Hablemos de la puesta en escena. Si por algo destaca La tragedia de Macbeth, además de por lo expuesto, de su sentido de la expresión, es por su impresionante labor estrictamente fílmica: en un panorama cinematográfico en el que demasiado a menudo sucumbimos a los valores meramente narrativos, la importancia de la conjunción contenido-continente que arroja Joel Coen es absoluta. Sus composiciones, simbólicas, atrayentes, minimalistas, anacrónicas, desprovistas de temporalidades, subversivas, exploran las ideas que viven en el texto de Shakespeare —la traición, la culpa, la ambición— y las expresan sin necesitar demasiados recursos instrumentales, solo un sentido de la estética, en este caso conectado intrínsecamente con la ética —las dudas iniciales de Macbeth, las instigaciones de Lady Macbeth, el camino de inversión de ambos personajes, todo hermanado entre sí— que saca a colación lo excelso que resulta ver a Denzel Washington y a Frances McDormand recitando y sintiendo unas líneas que, a los que nos educamos en la literatura de la mano del inglés, se nos pueden llegar a antojar oro líquido. El talento de Coen sale a relucir cuando más se abre a sus inquietudes y se permite darle forma, o alterar, lo que, entre escenas, queda sugerido en el drama original: la aparición de Banquo en el banquete, que en el texto es un fantasma que se sienta en el lugar de Macbeth, y que aquí manifiesta en una escena diferente pero complementaria, brutal; o el magistral momento de la corona hacia el final, de un poder cinematográfico extraordinario; solo dos ejemplos de excelencia en la transposición texto-imagen que hacen de La tragedia de Macbeth una experiencia fílmica única y casi inverosímil.

Joel Coen ha sabido no solo entender, sino recordar la esencia del genial dramaturgo y trasladarla a los tiempos que corren.

Tengo la tentación de establecer cierto paralelismo con El caballero verde (David Lowery, 2021) —una tampoco particularmente descabellada, que comparten la producción de A24—, sobre todo por el esplendor escénico y la amplitud de ambas para conectar su forma fílmica con la literaria, para expandir los tropos de sus orígenes —artúricos la una, shakespearianos la otra— y convertirlos en algo reconocible desde lo intelectual, y de inmensa amplitud emocional, capaz de engancharse con el espectador a través de lo inmortal de sus mensajes, de la vigencia que vive detrás de sus anuncios: en el caso de Macbeth, es maravilloso verla en pleno 2022, pensar que fue escrita originalmente hacia 1606, y sentirla como si fuera una radiografía de la realidad política o directamente humana de nuestros días, como si en el fondo, la cabra tirara al monte y llevásemos siendo igual de necios desde que el tiempo es tiempo, puede que incluso desde antes. El tiempo dirá si La tragedia de Macbeth podrá estar en la misma conversación, cuando se hable de las grandes de Shakespeare en el cine, que Trono de sangre (Akira Kurosawa, 1957) o la propia Macbeth (1948) de Orson Welles —si me preguntan, lo tendría claro—, lo que sí se transparenta es que Joel Coen ha sabido no solo entender, sino recordar la esencia del genial dramaturgo y trasladarla a los tiempos que corren, donde no solo las lecturas políticas se pueden relanzar y mirar con renovados ojos, sino la totalidad de su entereza y trascendencia, que ocurre porque, en efecto, Coen es un cineasta prodigioso.

_DATOS EXTRAÍDOS:_
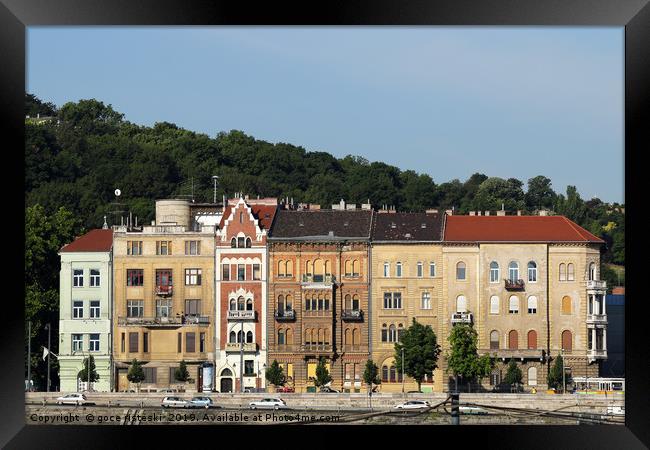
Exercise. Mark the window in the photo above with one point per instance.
(192, 307)
(77, 343)
(189, 342)
(532, 340)
(77, 309)
(192, 247)
(532, 272)
(94, 309)
(494, 304)
(134, 277)
(426, 300)
(193, 277)
(461, 304)
(494, 340)
(513, 305)
(460, 271)
(513, 271)
(494, 272)
(134, 247)
(134, 308)
(567, 340)
(163, 247)
(77, 278)
(570, 276)
(94, 278)
(163, 308)
(133, 342)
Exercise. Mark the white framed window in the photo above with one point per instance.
(94, 278)
(494, 304)
(426, 300)
(494, 272)
(94, 309)
(532, 272)
(93, 343)
(77, 278)
(77, 309)
(513, 305)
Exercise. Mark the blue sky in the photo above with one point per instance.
(447, 101)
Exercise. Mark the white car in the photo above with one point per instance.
(413, 404)
(268, 403)
(72, 399)
(173, 402)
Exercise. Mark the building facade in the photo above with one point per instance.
(406, 285)
(319, 264)
(85, 310)
(164, 299)
(241, 259)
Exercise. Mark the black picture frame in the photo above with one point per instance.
(634, 15)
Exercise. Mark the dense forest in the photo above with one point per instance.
(76, 156)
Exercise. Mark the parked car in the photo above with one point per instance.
(472, 410)
(72, 399)
(173, 402)
(200, 402)
(268, 403)
(413, 404)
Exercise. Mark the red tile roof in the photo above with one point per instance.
(93, 241)
(515, 229)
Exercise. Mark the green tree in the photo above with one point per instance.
(513, 374)
(463, 358)
(135, 373)
(421, 351)
(322, 374)
(181, 373)
(275, 374)
(83, 373)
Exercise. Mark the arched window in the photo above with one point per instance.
(494, 340)
(513, 340)
(567, 341)
(532, 272)
(513, 305)
(513, 271)
(461, 271)
(461, 304)
(570, 275)
(494, 272)
(532, 340)
(532, 376)
(494, 304)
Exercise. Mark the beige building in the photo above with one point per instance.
(164, 297)
(406, 285)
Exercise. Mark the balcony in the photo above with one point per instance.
(465, 317)
(235, 347)
(352, 315)
(514, 285)
(164, 291)
(285, 315)
(241, 315)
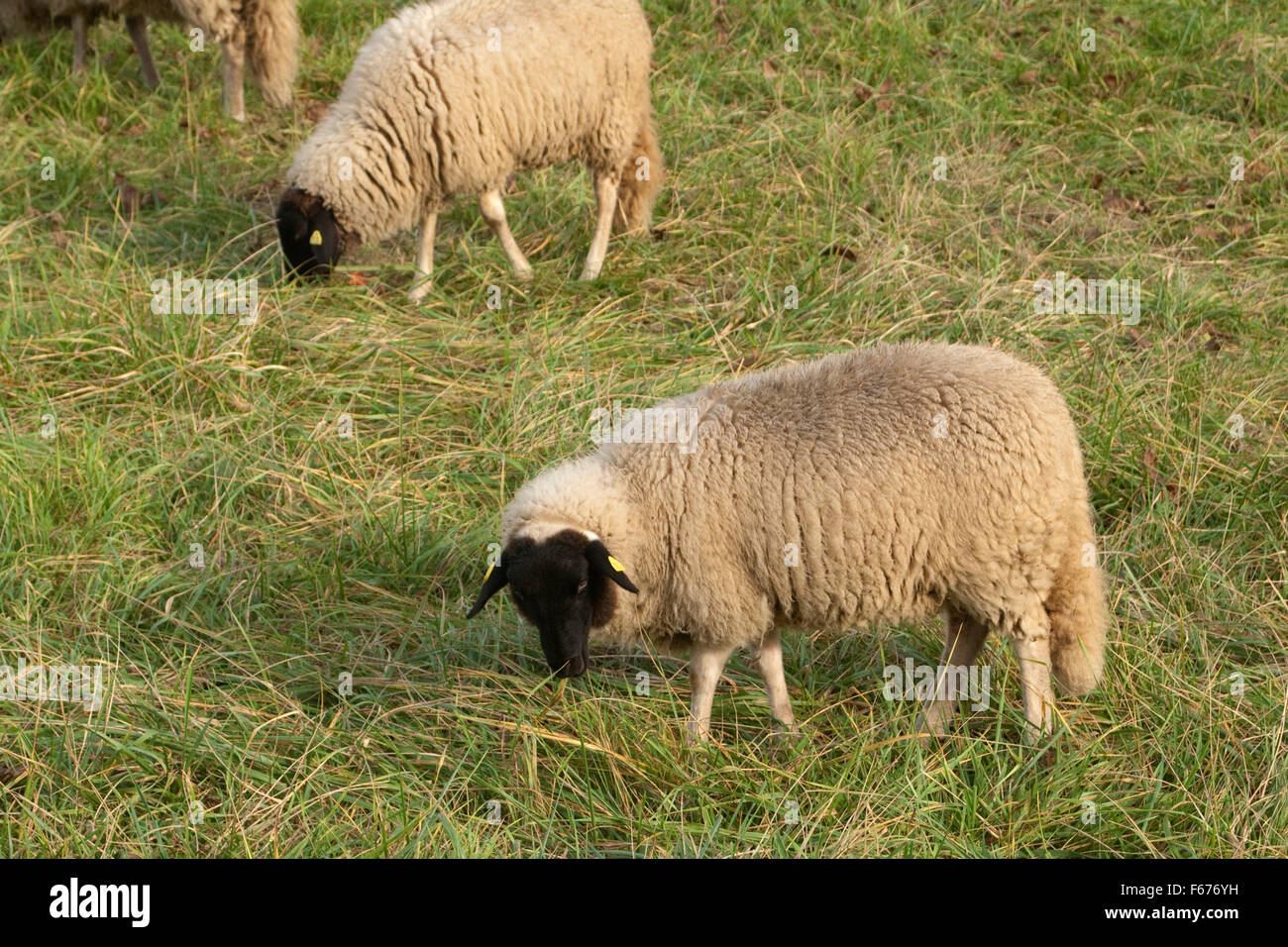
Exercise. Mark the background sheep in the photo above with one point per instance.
(265, 31)
(450, 98)
(879, 484)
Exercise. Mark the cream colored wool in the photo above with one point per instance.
(452, 97)
(265, 33)
(911, 479)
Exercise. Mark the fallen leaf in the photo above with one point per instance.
(1117, 204)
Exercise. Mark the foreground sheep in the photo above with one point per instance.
(450, 98)
(265, 31)
(880, 484)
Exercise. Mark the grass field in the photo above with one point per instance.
(223, 731)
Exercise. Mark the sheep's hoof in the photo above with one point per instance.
(785, 735)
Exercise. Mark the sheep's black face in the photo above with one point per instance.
(312, 240)
(565, 585)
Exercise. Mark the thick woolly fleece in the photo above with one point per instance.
(265, 33)
(451, 97)
(871, 486)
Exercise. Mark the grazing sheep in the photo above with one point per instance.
(880, 484)
(450, 98)
(265, 31)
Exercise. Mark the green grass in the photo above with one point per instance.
(329, 556)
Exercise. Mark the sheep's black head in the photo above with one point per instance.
(312, 240)
(565, 586)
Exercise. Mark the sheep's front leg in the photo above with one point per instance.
(1031, 644)
(768, 657)
(138, 30)
(704, 667)
(493, 211)
(80, 42)
(425, 258)
(605, 198)
(235, 63)
(962, 641)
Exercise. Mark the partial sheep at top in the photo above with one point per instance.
(872, 486)
(452, 97)
(265, 33)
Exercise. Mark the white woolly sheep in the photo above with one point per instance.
(265, 31)
(451, 98)
(880, 484)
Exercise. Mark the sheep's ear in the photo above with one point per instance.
(604, 565)
(325, 240)
(493, 581)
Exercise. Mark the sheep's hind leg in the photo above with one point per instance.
(1031, 644)
(605, 200)
(138, 30)
(235, 64)
(962, 642)
(493, 211)
(704, 667)
(768, 656)
(424, 277)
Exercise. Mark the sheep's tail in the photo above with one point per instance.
(271, 48)
(642, 179)
(1076, 607)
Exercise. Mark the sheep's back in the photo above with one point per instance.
(432, 111)
(867, 484)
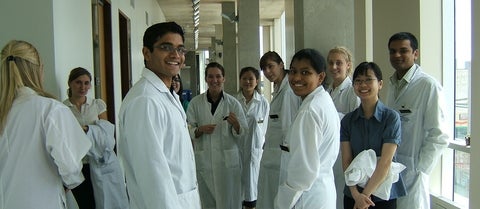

_QUÉ DEBES HACER:_ Según la reseña de La tragedia de Macbeth, ¿hacia qué año fue escrita originalmente la obra Macbeth?

_RESPUESTA AL EJERCICIO:_ Hacia 1606.